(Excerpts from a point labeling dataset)
☆ ☆ ☆
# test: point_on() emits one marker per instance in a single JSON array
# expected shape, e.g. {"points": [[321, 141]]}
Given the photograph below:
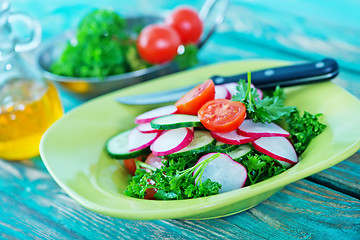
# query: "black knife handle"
{"points": [[296, 74]]}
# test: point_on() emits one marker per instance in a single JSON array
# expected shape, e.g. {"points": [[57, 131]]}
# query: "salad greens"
{"points": [[303, 128], [104, 46], [268, 109], [175, 180]]}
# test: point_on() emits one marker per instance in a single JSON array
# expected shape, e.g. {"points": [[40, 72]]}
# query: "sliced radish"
{"points": [[224, 170], [252, 129], [232, 88], [221, 92], [139, 140], [279, 148], [171, 141], [146, 128], [155, 113], [232, 138]]}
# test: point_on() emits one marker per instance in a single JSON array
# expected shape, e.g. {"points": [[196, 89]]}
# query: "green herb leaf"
{"points": [[103, 47], [303, 129], [268, 109], [260, 167]]}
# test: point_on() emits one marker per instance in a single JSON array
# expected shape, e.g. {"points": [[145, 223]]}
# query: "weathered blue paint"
{"points": [[34, 207]]}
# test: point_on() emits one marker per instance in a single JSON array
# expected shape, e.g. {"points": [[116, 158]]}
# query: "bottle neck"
{"points": [[7, 43]]}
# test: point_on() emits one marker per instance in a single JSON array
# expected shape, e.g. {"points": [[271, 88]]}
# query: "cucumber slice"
{"points": [[223, 147], [175, 121], [118, 147], [240, 152], [202, 142]]}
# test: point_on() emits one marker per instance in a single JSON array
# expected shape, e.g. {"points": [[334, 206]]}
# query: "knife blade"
{"points": [[264, 79]]}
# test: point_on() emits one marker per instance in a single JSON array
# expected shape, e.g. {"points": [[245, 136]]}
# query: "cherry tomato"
{"points": [[222, 115], [130, 164], [187, 23], [154, 161], [192, 101], [150, 192], [158, 43]]}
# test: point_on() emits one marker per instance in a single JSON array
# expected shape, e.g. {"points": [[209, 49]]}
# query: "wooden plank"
{"points": [[343, 177], [33, 206]]}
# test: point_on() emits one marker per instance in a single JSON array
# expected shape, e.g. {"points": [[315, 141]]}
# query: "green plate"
{"points": [[73, 148]]}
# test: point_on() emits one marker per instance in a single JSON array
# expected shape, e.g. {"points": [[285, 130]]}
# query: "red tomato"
{"points": [[158, 43], [150, 192], [130, 164], [154, 161], [192, 101], [187, 23], [222, 115]]}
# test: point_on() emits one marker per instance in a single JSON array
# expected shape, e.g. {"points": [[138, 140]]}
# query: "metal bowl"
{"points": [[86, 88]]}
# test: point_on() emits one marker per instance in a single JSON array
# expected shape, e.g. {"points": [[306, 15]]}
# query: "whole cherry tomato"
{"points": [[187, 23], [158, 43]]}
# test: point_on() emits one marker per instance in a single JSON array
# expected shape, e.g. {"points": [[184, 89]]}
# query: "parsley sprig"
{"points": [[268, 109], [173, 183]]}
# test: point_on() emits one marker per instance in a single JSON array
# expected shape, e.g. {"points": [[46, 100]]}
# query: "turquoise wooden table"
{"points": [[323, 206]]}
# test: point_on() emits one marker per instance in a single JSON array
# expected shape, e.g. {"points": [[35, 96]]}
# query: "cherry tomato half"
{"points": [[192, 101], [222, 115], [158, 43], [131, 165], [187, 23], [154, 161]]}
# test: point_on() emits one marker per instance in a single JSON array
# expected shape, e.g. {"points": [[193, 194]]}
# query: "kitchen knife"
{"points": [[265, 79]]}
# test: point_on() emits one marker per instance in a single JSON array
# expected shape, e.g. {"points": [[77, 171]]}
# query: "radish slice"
{"points": [[231, 87], [224, 170], [221, 92], [279, 148], [146, 128], [232, 138], [155, 113], [139, 140], [171, 141], [252, 129]]}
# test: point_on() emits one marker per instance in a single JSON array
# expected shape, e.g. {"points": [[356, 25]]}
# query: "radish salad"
{"points": [[213, 140]]}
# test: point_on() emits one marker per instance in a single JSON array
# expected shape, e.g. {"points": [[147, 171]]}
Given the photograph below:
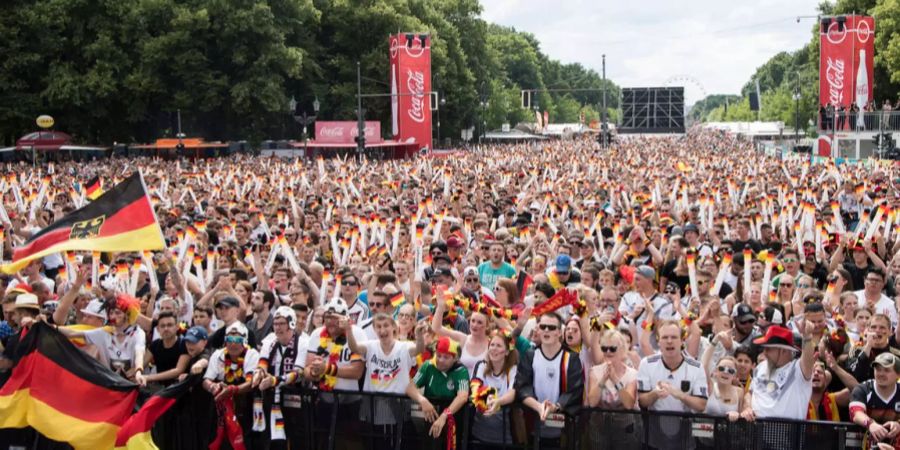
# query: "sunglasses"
{"points": [[726, 369], [234, 339]]}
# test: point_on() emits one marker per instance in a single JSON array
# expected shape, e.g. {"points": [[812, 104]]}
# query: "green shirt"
{"points": [[489, 275], [442, 385]]}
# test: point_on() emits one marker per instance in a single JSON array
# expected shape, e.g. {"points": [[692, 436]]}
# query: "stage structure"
{"points": [[652, 110]]}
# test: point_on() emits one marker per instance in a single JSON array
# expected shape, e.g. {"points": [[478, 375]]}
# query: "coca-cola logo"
{"points": [[834, 75], [415, 83], [332, 132]]}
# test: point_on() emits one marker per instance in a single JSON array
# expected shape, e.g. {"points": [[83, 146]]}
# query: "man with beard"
{"points": [[228, 378], [278, 363], [549, 379], [878, 340], [875, 403], [670, 381], [782, 385]]}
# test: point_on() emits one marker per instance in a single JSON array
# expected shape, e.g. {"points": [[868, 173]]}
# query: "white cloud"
{"points": [[648, 43]]}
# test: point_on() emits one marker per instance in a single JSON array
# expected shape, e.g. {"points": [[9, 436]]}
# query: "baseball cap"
{"points": [[887, 360], [646, 272], [238, 328], [563, 264], [336, 306], [228, 302], [777, 336], [743, 312], [96, 308], [454, 242], [443, 273], [773, 315], [447, 346], [27, 301], [195, 335]]}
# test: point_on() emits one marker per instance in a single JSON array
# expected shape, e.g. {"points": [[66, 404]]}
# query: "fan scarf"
{"points": [[332, 347], [234, 368]]}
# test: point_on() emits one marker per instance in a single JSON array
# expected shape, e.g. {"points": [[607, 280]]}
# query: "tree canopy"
{"points": [[119, 70]]}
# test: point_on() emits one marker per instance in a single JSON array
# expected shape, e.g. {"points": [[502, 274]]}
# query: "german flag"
{"points": [[93, 188], [523, 282], [122, 220], [135, 433], [63, 393], [398, 299]]}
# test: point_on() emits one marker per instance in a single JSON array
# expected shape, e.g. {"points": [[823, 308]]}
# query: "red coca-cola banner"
{"points": [[345, 132], [845, 65], [411, 88]]}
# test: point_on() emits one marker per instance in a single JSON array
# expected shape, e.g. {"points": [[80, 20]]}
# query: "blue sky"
{"points": [[708, 46]]}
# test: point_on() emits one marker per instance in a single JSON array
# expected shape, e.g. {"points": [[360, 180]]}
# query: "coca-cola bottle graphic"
{"points": [[862, 89]]}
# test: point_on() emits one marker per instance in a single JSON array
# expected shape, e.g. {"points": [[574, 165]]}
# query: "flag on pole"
{"points": [[63, 393], [94, 188], [121, 220], [135, 433]]}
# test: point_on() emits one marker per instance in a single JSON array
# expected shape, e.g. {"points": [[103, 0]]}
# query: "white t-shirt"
{"points": [[216, 369], [118, 354], [689, 377], [345, 359], [268, 343], [387, 372], [785, 395]]}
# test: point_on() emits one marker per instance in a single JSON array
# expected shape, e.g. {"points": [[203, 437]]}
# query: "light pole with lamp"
{"points": [[305, 120], [441, 105], [484, 104], [797, 97]]}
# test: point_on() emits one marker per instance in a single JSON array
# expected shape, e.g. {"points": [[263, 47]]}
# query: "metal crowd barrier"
{"points": [[368, 421]]}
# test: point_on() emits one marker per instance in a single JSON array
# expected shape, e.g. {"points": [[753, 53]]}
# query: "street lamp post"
{"points": [[440, 107], [484, 104], [797, 96], [305, 120]]}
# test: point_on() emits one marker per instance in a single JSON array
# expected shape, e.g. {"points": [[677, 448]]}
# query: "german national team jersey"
{"points": [[880, 409]]}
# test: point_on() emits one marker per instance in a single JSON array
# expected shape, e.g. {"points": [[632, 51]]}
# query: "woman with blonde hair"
{"points": [[491, 389], [613, 385]]}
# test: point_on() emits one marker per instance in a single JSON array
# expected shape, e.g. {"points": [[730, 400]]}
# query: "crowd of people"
{"points": [[530, 282]]}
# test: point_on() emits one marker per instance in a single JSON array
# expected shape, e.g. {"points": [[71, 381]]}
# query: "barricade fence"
{"points": [[315, 420]]}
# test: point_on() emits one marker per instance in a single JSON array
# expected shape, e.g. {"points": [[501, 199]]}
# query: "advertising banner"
{"points": [[411, 88]]}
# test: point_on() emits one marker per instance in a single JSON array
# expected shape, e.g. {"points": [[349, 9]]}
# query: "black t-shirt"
{"points": [[858, 275], [668, 272], [860, 365], [217, 340], [879, 410], [738, 246], [166, 358]]}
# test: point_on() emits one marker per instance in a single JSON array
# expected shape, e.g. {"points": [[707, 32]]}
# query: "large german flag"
{"points": [[121, 220], [93, 188], [63, 393], [135, 433]]}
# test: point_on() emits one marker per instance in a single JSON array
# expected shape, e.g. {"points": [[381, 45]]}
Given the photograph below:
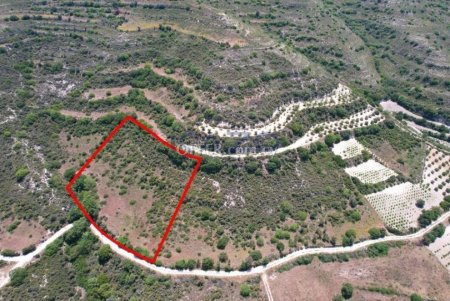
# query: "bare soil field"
{"points": [[27, 233], [407, 270], [137, 186], [162, 96], [391, 157], [369, 219]]}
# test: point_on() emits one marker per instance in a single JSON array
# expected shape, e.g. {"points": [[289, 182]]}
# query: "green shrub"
{"points": [[245, 290], [416, 297], [377, 250], [222, 242], [21, 173], [347, 290]]}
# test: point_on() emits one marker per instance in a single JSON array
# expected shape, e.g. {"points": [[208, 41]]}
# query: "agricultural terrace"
{"points": [[436, 175], [364, 118], [370, 172], [348, 148], [280, 117], [441, 248], [397, 204]]}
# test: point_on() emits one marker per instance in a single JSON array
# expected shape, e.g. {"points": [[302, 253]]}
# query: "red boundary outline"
{"points": [[180, 202]]}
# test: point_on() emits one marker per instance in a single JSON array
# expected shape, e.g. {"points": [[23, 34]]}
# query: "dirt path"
{"points": [[276, 263], [267, 287], [24, 260]]}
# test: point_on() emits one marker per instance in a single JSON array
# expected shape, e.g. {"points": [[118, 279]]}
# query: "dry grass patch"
{"points": [[407, 270]]}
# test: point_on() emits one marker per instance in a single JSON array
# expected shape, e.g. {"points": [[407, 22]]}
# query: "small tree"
{"points": [[207, 264], [104, 254], [245, 290], [347, 290], [18, 276]]}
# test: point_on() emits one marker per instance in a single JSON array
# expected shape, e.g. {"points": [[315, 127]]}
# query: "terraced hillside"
{"points": [[320, 124]]}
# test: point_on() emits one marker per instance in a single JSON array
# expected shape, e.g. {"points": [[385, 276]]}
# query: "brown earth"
{"points": [[124, 109], [369, 219], [390, 156], [407, 270], [27, 233], [162, 97], [102, 93]]}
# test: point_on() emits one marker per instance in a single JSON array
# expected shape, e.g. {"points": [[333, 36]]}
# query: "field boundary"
{"points": [[180, 151]]}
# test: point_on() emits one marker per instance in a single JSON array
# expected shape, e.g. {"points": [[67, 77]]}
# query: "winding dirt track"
{"points": [[24, 260]]}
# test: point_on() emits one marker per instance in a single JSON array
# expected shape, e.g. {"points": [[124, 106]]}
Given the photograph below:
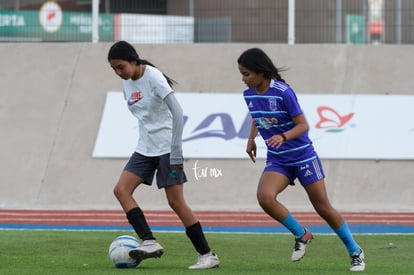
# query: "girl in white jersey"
{"points": [[150, 98], [278, 117]]}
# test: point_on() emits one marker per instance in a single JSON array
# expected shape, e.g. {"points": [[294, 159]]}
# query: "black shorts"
{"points": [[145, 167]]}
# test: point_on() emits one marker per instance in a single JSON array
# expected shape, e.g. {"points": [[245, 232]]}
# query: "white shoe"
{"points": [[300, 246], [358, 262], [148, 249], [209, 260]]}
☆ ☆ ☆
[PROBLEM DESCRIPTION]: List every line of the listing above that contains the string "coca".

[RESPONSE TO THIS EXERCISE]:
# query: "coca-cola logo"
# query: "red coca-cola banner"
# query: "coca-cola bottle graphic"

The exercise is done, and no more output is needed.